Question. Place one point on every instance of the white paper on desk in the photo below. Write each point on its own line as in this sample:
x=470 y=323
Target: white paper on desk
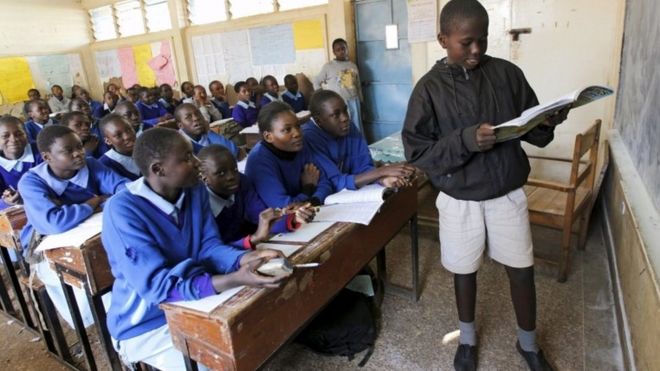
x=360 y=213
x=287 y=250
x=209 y=303
x=305 y=233
x=74 y=237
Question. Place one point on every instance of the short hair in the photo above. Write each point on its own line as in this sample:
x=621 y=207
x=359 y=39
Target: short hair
x=239 y=85
x=318 y=98
x=49 y=135
x=155 y=143
x=269 y=113
x=459 y=10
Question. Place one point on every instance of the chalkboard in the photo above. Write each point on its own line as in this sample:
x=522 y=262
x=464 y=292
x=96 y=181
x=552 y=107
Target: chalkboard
x=638 y=112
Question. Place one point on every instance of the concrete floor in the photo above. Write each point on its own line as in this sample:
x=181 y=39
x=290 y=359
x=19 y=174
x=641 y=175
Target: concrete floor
x=576 y=319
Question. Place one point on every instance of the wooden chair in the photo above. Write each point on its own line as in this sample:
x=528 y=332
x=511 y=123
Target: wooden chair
x=559 y=204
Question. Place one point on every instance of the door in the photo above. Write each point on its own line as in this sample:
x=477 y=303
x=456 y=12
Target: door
x=386 y=74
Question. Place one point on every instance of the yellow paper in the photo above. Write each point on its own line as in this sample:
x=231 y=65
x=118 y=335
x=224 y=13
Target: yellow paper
x=142 y=55
x=15 y=79
x=308 y=35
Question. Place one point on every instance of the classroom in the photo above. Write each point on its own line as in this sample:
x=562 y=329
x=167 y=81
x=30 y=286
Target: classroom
x=329 y=184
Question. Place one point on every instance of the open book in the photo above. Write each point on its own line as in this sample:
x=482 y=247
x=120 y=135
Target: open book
x=533 y=116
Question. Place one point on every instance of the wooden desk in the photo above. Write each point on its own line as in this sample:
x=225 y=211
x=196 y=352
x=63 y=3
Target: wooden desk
x=248 y=329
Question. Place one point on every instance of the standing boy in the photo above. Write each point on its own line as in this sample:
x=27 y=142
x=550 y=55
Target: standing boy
x=449 y=133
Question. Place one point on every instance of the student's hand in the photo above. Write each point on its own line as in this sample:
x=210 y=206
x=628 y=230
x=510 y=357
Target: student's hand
x=557 y=118
x=310 y=175
x=485 y=137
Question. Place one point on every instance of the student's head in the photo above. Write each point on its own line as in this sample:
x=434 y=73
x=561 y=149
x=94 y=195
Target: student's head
x=61 y=148
x=38 y=110
x=464 y=32
x=165 y=157
x=12 y=137
x=330 y=112
x=188 y=89
x=57 y=91
x=219 y=170
x=79 y=105
x=79 y=122
x=118 y=133
x=291 y=83
x=269 y=83
x=242 y=91
x=128 y=111
x=340 y=49
x=217 y=89
x=279 y=126
x=191 y=120
x=33 y=94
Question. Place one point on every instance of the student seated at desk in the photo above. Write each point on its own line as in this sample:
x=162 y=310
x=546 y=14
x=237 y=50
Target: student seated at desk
x=163 y=246
x=245 y=112
x=243 y=219
x=120 y=137
x=17 y=156
x=341 y=150
x=58 y=195
x=281 y=166
x=292 y=96
x=195 y=128
x=39 y=114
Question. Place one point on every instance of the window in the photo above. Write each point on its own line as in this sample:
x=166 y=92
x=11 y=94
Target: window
x=206 y=11
x=129 y=18
x=294 y=4
x=103 y=25
x=244 y=8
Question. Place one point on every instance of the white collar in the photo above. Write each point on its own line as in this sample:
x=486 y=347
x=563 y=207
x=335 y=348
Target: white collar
x=59 y=185
x=126 y=161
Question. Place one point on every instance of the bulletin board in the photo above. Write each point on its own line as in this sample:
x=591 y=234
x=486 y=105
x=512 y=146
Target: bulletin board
x=146 y=64
x=19 y=74
x=276 y=50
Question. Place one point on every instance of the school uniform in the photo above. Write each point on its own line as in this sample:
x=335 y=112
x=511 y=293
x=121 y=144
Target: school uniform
x=296 y=101
x=211 y=138
x=276 y=175
x=53 y=205
x=11 y=171
x=341 y=158
x=32 y=128
x=121 y=164
x=151 y=113
x=245 y=114
x=159 y=252
x=237 y=217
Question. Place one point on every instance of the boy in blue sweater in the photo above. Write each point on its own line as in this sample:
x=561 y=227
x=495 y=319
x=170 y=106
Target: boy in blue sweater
x=195 y=128
x=163 y=246
x=59 y=194
x=242 y=217
x=341 y=150
x=281 y=166
x=120 y=137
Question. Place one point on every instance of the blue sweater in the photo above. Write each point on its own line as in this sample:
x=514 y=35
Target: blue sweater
x=150 y=255
x=277 y=180
x=341 y=158
x=53 y=205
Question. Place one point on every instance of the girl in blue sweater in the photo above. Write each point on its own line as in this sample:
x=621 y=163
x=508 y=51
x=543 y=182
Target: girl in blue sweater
x=163 y=246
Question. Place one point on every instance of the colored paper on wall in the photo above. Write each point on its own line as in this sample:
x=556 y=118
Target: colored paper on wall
x=308 y=35
x=142 y=55
x=15 y=79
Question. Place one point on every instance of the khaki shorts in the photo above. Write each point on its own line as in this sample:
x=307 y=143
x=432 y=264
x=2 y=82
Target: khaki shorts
x=467 y=227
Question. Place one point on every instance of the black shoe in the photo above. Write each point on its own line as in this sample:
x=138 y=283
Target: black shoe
x=535 y=361
x=465 y=358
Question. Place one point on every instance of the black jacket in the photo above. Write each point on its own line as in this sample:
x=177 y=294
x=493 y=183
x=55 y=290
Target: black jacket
x=444 y=111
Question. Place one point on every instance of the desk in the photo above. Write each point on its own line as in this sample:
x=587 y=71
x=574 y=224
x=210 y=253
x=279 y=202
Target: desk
x=249 y=328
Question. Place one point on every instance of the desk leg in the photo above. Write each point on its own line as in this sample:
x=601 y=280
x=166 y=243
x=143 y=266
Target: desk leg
x=77 y=320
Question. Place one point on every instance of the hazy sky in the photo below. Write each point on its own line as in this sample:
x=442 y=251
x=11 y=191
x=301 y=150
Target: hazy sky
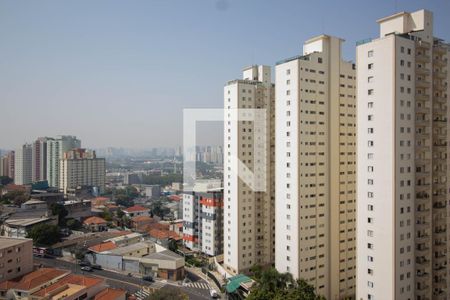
x=119 y=73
⁂
Every line of the records above should be reproduced exactly, with no pictures included.

Question. Place one point on every instance of the white paper on desk in the photo below. Write each point on its own line as in this sample:
x=470 y=323
Target: white paper on desk
x=360 y=213
x=287 y=250
x=209 y=303
x=305 y=233
x=74 y=237
Question. Place one point on every instance of the short hair in the photo above. Write each point on its own line as in this sample:
x=621 y=207
x=359 y=39
Target: short hair
x=239 y=85
x=318 y=98
x=49 y=135
x=155 y=143
x=269 y=113
x=459 y=10
Question. Place one point on every instance of the chalkboard in the photo above. Write each point on its own line as in this sample:
x=522 y=262
x=464 y=292
x=96 y=181
x=552 y=107
Target: chalkboard
x=638 y=112
Question. Place one point on every instance of the concrete floor in the photo above. Write each point on its own line as in this sample:
x=181 y=39
x=290 y=359
x=19 y=174
x=641 y=175
Target: concrete floor
x=576 y=319
Question. Place one point on every instance of the wooden chair in the photo above. Write each point on its own line as in this sample:
x=528 y=332
x=511 y=123
Target: wooden chair
x=559 y=204
Question. Place one point on every instance of the door in the photo above. Write each point on its own line as in this sample:
x=477 y=303
x=456 y=12
Target: door
x=386 y=74
Question. Place one point on every instance of the yellow paper in the photo above. Write each point on its own line as in this sample:
x=231 y=65
x=118 y=335
x=224 y=13
Target: yellow paper
x=142 y=55
x=15 y=79
x=308 y=35
Question. Place one point on every instance of the classroom in the photo above. Write each point on its own line as in this sample:
x=562 y=329
x=167 y=81
x=30 y=286
Target: classroom
x=329 y=184
Question. Place one point on every instance of the open book in the photo above. Write each point on its own line as in this sample:
x=482 y=247
x=120 y=135
Target: open book
x=533 y=116
Question. Place one point on every instance of the wooden desk in the photo above. Write each point on its own line as in this sample:
x=225 y=211
x=196 y=352
x=63 y=3
Target: wooden desk
x=248 y=329
Question. Place one point on every instance of the standing boy in the photo above. Write each point on its own line as in this sample:
x=27 y=142
x=550 y=55
Target: standing boy
x=449 y=133
Question. Place one point on every instance of the student's hand in the photo above. Write each point on its own line as in this sample:
x=210 y=206
x=628 y=230
x=510 y=357
Target: student's hand
x=557 y=118
x=310 y=175
x=485 y=137
Question. Place one point on every instance of the student's head in the photo above. Write each point on its own line as in this sample:
x=434 y=73
x=561 y=149
x=94 y=195
Target: student's head
x=61 y=148
x=38 y=110
x=464 y=32
x=165 y=157
x=12 y=137
x=330 y=112
x=188 y=89
x=57 y=91
x=219 y=170
x=79 y=105
x=79 y=122
x=118 y=133
x=291 y=83
x=269 y=83
x=242 y=91
x=128 y=111
x=340 y=49
x=217 y=89
x=279 y=126
x=191 y=120
x=33 y=94
Question. Place one point on every instance of the student seated at desk in the photo above. Write each point on its own line as in this sample:
x=162 y=310
x=546 y=14
x=237 y=50
Target: student seated at desk
x=163 y=246
x=245 y=112
x=243 y=219
x=120 y=137
x=17 y=156
x=341 y=150
x=58 y=195
x=281 y=166
x=292 y=96
x=195 y=128
x=39 y=114
Question. Place one point on every instance of the window in the photo above. Write each point on its own line as in this sample:
x=166 y=92
x=11 y=94
Target: window
x=206 y=11
x=129 y=18
x=294 y=4
x=103 y=25
x=244 y=8
Question. Place one point on every instance of the white collar in the photo above. Write each point on its own line as in this sample:
x=486 y=347
x=563 y=207
x=335 y=348
Target: white collar
x=59 y=185
x=126 y=161
Question. Place one point on every instance of the bulletin board in the photo above. Write each point on its own line as in this sample:
x=591 y=234
x=486 y=105
x=512 y=146
Target: bulletin board
x=146 y=64
x=19 y=74
x=276 y=50
Question. Place one point on every instance of the school uniform in the photo above. Write each point on its own line as in this sample:
x=335 y=112
x=511 y=293
x=121 y=144
Target: school uniform
x=296 y=101
x=211 y=138
x=276 y=175
x=53 y=205
x=11 y=171
x=341 y=158
x=32 y=128
x=121 y=164
x=151 y=113
x=245 y=114
x=159 y=252
x=237 y=217
Question. Place one point on every instance of the boy in blue sweater in the photo above. Write each point on its own line as in this sample:
x=561 y=227
x=495 y=319
x=170 y=106
Target: boy in blue sweater
x=195 y=128
x=163 y=246
x=59 y=194
x=242 y=217
x=341 y=150
x=281 y=166
x=120 y=137
Question. Place one point on every instance of the blue sweater in the photo above. Write each point on its own line as in this sample:
x=514 y=35
Target: blue sweater
x=150 y=255
x=277 y=180
x=341 y=158
x=53 y=205
Question. Place one point on every instance of the girl in blue sweater in the photo above. Write each point on its own line as in this sample:
x=621 y=163
x=508 y=51
x=543 y=182
Target: girl in blue sweater
x=163 y=246
Question. Place one point on every instance of the colored paper on wall in the photo above. Write each point on its own line as in this sample:
x=556 y=118
Target: colored paper on wall
x=308 y=35
x=142 y=55
x=15 y=79
Question. Place one point on every instance of the khaki shorts in the photo above. Write each point on its own line as in this sample:
x=307 y=143
x=432 y=264
x=2 y=82
Target: khaki shorts
x=467 y=227
Question. Place one point on every instance of the black shoe in the photo above. Write each point on its own line as in this sample:
x=138 y=283
Target: black shoe
x=535 y=361
x=465 y=358
Question. Place one point on every instance of the black jacket in the photo above. Write each point on its own line as in this sample:
x=177 y=294
x=493 y=183
x=55 y=290
Target: black jacket
x=444 y=111
Question. Place one point on every instance of the desk in the photo above. Write each point on its own line as in this sample:
x=587 y=71
x=574 y=224
x=210 y=253
x=279 y=202
Target: desk
x=249 y=328
Question. Place one point on every instance of the desk leg in the photo above. Write each point on its own line as in this sample:
x=601 y=280
x=166 y=243
x=143 y=266
Target: desk leg
x=77 y=320
Question. Place one point on every instance of the hazy sky in the photo below. Write each point on its own line as in this sample:
x=442 y=251
x=11 y=191
x=301 y=150
Target: hazy sky
x=119 y=73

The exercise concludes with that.